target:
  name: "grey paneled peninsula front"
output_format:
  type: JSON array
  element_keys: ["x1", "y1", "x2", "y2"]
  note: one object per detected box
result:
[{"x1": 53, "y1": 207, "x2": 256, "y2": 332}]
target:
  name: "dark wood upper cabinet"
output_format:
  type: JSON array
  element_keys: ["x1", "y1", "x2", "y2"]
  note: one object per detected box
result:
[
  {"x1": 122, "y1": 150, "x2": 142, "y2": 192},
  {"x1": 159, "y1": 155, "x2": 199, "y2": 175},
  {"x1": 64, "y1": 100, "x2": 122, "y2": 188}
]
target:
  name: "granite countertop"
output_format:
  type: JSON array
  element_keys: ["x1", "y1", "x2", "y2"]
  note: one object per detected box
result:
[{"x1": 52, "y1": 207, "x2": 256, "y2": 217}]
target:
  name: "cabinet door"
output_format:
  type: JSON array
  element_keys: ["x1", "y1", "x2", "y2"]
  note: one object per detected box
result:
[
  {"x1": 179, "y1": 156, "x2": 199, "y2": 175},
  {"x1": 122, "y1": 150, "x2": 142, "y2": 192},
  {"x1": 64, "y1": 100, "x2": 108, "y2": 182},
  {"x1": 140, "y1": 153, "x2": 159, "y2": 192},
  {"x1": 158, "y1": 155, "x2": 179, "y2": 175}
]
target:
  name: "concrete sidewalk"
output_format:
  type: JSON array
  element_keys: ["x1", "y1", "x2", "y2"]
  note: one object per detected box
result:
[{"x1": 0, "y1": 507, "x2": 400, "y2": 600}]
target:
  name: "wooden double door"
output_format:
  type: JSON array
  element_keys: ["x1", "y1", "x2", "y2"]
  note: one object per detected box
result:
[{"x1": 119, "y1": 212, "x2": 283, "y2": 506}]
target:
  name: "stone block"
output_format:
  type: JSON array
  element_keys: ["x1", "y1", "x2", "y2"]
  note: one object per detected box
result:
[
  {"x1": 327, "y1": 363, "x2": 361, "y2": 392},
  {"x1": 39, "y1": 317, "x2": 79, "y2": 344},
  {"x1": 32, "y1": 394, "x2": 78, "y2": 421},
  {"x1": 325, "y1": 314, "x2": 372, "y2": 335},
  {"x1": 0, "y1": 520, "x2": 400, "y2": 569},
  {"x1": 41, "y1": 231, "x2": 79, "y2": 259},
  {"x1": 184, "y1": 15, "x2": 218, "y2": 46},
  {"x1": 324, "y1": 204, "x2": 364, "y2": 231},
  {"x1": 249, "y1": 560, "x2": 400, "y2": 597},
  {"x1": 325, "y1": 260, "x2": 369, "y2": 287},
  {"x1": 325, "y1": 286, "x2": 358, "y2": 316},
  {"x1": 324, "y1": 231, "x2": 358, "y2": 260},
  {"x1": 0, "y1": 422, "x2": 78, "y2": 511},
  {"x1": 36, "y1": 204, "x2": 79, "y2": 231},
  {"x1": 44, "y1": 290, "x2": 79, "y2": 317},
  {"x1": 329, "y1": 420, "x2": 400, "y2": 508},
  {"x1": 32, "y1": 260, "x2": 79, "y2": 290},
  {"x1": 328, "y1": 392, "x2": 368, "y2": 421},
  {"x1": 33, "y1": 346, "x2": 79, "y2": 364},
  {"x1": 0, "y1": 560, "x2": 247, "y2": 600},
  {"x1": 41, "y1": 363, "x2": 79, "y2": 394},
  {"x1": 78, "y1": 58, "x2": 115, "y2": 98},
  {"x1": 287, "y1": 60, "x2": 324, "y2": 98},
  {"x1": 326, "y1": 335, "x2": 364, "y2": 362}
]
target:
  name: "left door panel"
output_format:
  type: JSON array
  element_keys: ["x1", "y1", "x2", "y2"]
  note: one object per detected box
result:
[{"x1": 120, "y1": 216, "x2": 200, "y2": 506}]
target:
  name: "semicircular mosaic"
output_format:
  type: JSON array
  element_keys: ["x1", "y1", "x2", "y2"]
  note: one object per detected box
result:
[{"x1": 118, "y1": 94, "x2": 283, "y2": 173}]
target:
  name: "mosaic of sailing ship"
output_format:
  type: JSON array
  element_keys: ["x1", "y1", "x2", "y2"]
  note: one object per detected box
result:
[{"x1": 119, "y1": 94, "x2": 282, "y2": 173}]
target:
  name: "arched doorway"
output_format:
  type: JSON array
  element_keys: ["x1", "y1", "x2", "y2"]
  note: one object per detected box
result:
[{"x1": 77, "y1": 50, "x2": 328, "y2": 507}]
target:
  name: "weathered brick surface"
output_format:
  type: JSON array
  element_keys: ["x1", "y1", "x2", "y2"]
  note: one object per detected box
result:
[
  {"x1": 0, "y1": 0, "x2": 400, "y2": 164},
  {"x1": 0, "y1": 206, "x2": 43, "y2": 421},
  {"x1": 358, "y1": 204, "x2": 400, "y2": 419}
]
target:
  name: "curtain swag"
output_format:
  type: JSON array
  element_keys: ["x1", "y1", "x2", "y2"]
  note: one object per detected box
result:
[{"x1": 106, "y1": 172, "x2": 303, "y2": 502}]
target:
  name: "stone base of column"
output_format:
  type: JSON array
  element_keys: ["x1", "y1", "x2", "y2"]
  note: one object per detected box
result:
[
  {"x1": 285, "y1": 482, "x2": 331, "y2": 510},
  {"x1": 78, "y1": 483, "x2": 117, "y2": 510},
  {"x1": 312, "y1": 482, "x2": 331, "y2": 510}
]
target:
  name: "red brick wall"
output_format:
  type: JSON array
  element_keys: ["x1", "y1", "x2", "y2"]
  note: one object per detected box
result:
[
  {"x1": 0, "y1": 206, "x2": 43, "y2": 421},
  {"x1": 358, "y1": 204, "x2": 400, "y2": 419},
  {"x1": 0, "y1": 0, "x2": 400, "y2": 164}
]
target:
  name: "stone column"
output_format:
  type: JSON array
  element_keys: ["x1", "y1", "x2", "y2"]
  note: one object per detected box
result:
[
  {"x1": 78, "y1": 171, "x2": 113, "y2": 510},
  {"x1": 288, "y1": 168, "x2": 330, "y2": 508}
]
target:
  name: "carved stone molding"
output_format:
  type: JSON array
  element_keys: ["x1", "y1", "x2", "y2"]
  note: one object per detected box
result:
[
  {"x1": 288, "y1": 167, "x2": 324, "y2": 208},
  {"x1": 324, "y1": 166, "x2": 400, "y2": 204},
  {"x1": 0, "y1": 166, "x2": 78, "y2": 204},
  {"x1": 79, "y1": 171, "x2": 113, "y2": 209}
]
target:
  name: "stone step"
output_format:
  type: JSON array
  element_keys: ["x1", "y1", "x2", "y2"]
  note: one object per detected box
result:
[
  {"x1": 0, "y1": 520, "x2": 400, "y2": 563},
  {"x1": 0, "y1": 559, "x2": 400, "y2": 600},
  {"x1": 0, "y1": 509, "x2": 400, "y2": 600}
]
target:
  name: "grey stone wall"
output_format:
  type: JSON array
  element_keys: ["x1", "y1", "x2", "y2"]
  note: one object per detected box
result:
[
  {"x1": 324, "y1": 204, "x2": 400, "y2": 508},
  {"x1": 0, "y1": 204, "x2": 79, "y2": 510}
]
- - - - - - -
* TASK TO COMPLETE
Using the listing above, retype each line exactly.

* WRITTEN SOLUTION
target:
  name: "grey paneled peninsula front"
output_format:
  type: JSON array
  element_keys: ["x1", "y1", "x2", "y2"]
  note: one object per detected box
result:
[{"x1": 53, "y1": 207, "x2": 256, "y2": 332}]
target:
  name: "dark wood upper cabinet"
output_format:
  type: JSON array
  element_keys: ["x1", "y1", "x2", "y2"]
  note: one object per detected box
result:
[
  {"x1": 122, "y1": 150, "x2": 142, "y2": 192},
  {"x1": 159, "y1": 155, "x2": 199, "y2": 175},
  {"x1": 64, "y1": 100, "x2": 122, "y2": 188}
]
target:
  name: "granite countertop"
output_format:
  type: JSON array
  element_keys: ["x1", "y1", "x2", "y2"]
  note: one object per detected box
result:
[{"x1": 52, "y1": 207, "x2": 256, "y2": 217}]
target:
  name: "cabinet door"
output_format:
  type: JSON array
  element_keys: ["x1", "y1", "x2", "y2"]
  note: one object per detected box
result:
[
  {"x1": 179, "y1": 156, "x2": 199, "y2": 175},
  {"x1": 122, "y1": 150, "x2": 142, "y2": 192},
  {"x1": 64, "y1": 100, "x2": 108, "y2": 182},
  {"x1": 140, "y1": 153, "x2": 159, "y2": 192},
  {"x1": 158, "y1": 155, "x2": 179, "y2": 175}
]
target:
  name: "concrete sidewalk"
output_format:
  type: JSON array
  element_keys: ["x1", "y1", "x2", "y2"]
  note: one object per detected box
result:
[{"x1": 0, "y1": 507, "x2": 400, "y2": 600}]
target:
  name: "wooden double door"
output_format:
  type: JSON array
  element_keys: ["x1", "y1", "x2", "y2"]
  note: one object per detected box
result:
[{"x1": 119, "y1": 212, "x2": 283, "y2": 506}]
target:
  name: "stone block"
output_format:
  type: JSON array
  element_keys: ["x1", "y1", "x2", "y2"]
  note: one object per detected box
result:
[
  {"x1": 327, "y1": 363, "x2": 361, "y2": 392},
  {"x1": 39, "y1": 317, "x2": 79, "y2": 344},
  {"x1": 32, "y1": 394, "x2": 78, "y2": 421},
  {"x1": 325, "y1": 314, "x2": 372, "y2": 335},
  {"x1": 0, "y1": 520, "x2": 400, "y2": 569},
  {"x1": 41, "y1": 231, "x2": 79, "y2": 259},
  {"x1": 184, "y1": 15, "x2": 218, "y2": 46},
  {"x1": 324, "y1": 204, "x2": 364, "y2": 231},
  {"x1": 249, "y1": 560, "x2": 400, "y2": 597},
  {"x1": 325, "y1": 260, "x2": 369, "y2": 287},
  {"x1": 325, "y1": 286, "x2": 358, "y2": 316},
  {"x1": 324, "y1": 231, "x2": 358, "y2": 260},
  {"x1": 0, "y1": 422, "x2": 78, "y2": 511},
  {"x1": 36, "y1": 204, "x2": 79, "y2": 231},
  {"x1": 44, "y1": 290, "x2": 79, "y2": 317},
  {"x1": 329, "y1": 420, "x2": 400, "y2": 508},
  {"x1": 32, "y1": 260, "x2": 79, "y2": 290},
  {"x1": 328, "y1": 392, "x2": 368, "y2": 421},
  {"x1": 33, "y1": 346, "x2": 79, "y2": 364},
  {"x1": 0, "y1": 560, "x2": 247, "y2": 600},
  {"x1": 41, "y1": 363, "x2": 79, "y2": 394},
  {"x1": 78, "y1": 58, "x2": 115, "y2": 98},
  {"x1": 287, "y1": 60, "x2": 324, "y2": 98},
  {"x1": 326, "y1": 335, "x2": 364, "y2": 362}
]
target:
  name: "left door panel"
output_format:
  type: JSON array
  element_keys: ["x1", "y1", "x2", "y2"]
  note: one object per detected box
result:
[{"x1": 120, "y1": 216, "x2": 200, "y2": 506}]
target:
  name: "semicircular mosaic"
output_format:
  type: JSON array
  element_keys: ["x1", "y1", "x2", "y2"]
  note: one object per detected box
result:
[{"x1": 118, "y1": 94, "x2": 283, "y2": 173}]
target:
  name: "mosaic of sailing ship"
output_format:
  type: JSON array
  element_keys: ["x1", "y1", "x2", "y2"]
  note: one object per detected box
result:
[{"x1": 119, "y1": 94, "x2": 282, "y2": 173}]
target:
  name: "arched doorway"
output_format:
  type: JSON array
  element_keys: ["x1", "y1", "x2", "y2"]
  note: one object per detected box
result:
[{"x1": 77, "y1": 50, "x2": 328, "y2": 507}]
target:
  name: "weathered brick surface"
output_format:
  type: JSON array
  element_keys: ["x1", "y1", "x2", "y2"]
  note: one object per detected box
result:
[
  {"x1": 0, "y1": 0, "x2": 400, "y2": 164},
  {"x1": 0, "y1": 206, "x2": 43, "y2": 421},
  {"x1": 358, "y1": 204, "x2": 400, "y2": 419}
]
target:
  name: "curtain swag"
output_format:
  type: JSON array
  element_keys: ["x1", "y1", "x2", "y2"]
  note: one object per detected box
result:
[{"x1": 106, "y1": 172, "x2": 303, "y2": 502}]
target:
  name: "stone base of column"
output_format:
  type: JSON array
  element_keys: ["x1", "y1", "x2", "y2"]
  note: one object per detected box
result:
[
  {"x1": 285, "y1": 482, "x2": 331, "y2": 510},
  {"x1": 78, "y1": 483, "x2": 117, "y2": 510},
  {"x1": 312, "y1": 482, "x2": 331, "y2": 510}
]
target:
  name: "red brick wall"
output_format:
  type: JSON array
  element_keys: ["x1", "y1", "x2", "y2"]
  note: one object per detected box
result:
[
  {"x1": 0, "y1": 206, "x2": 43, "y2": 421},
  {"x1": 358, "y1": 204, "x2": 400, "y2": 419},
  {"x1": 0, "y1": 0, "x2": 400, "y2": 164}
]
target:
  name: "stone column"
output_format:
  type: JSON array
  element_keys: ["x1", "y1", "x2", "y2"]
  note: one object per detected box
result:
[
  {"x1": 78, "y1": 171, "x2": 113, "y2": 510},
  {"x1": 288, "y1": 168, "x2": 330, "y2": 508}
]
target:
  name: "carved stone molding"
output_format:
  type: JSON array
  element_keys: ["x1", "y1", "x2", "y2"]
  note: one object per detected box
result:
[
  {"x1": 288, "y1": 167, "x2": 324, "y2": 208},
  {"x1": 324, "y1": 166, "x2": 400, "y2": 204},
  {"x1": 0, "y1": 166, "x2": 78, "y2": 204},
  {"x1": 79, "y1": 171, "x2": 113, "y2": 209}
]
target:
  name: "stone step"
output_format:
  type: JSON array
  element_keys: ["x1", "y1", "x2", "y2"]
  note: one object per detected box
result:
[
  {"x1": 0, "y1": 520, "x2": 400, "y2": 563},
  {"x1": 0, "y1": 559, "x2": 400, "y2": 600},
  {"x1": 0, "y1": 509, "x2": 400, "y2": 600}
]
target:
  name: "grey stone wall"
output_format:
  type: JSON array
  element_keys: ["x1", "y1", "x2", "y2"]
  note: one object per detected box
result:
[
  {"x1": 324, "y1": 204, "x2": 400, "y2": 508},
  {"x1": 0, "y1": 204, "x2": 79, "y2": 510}
]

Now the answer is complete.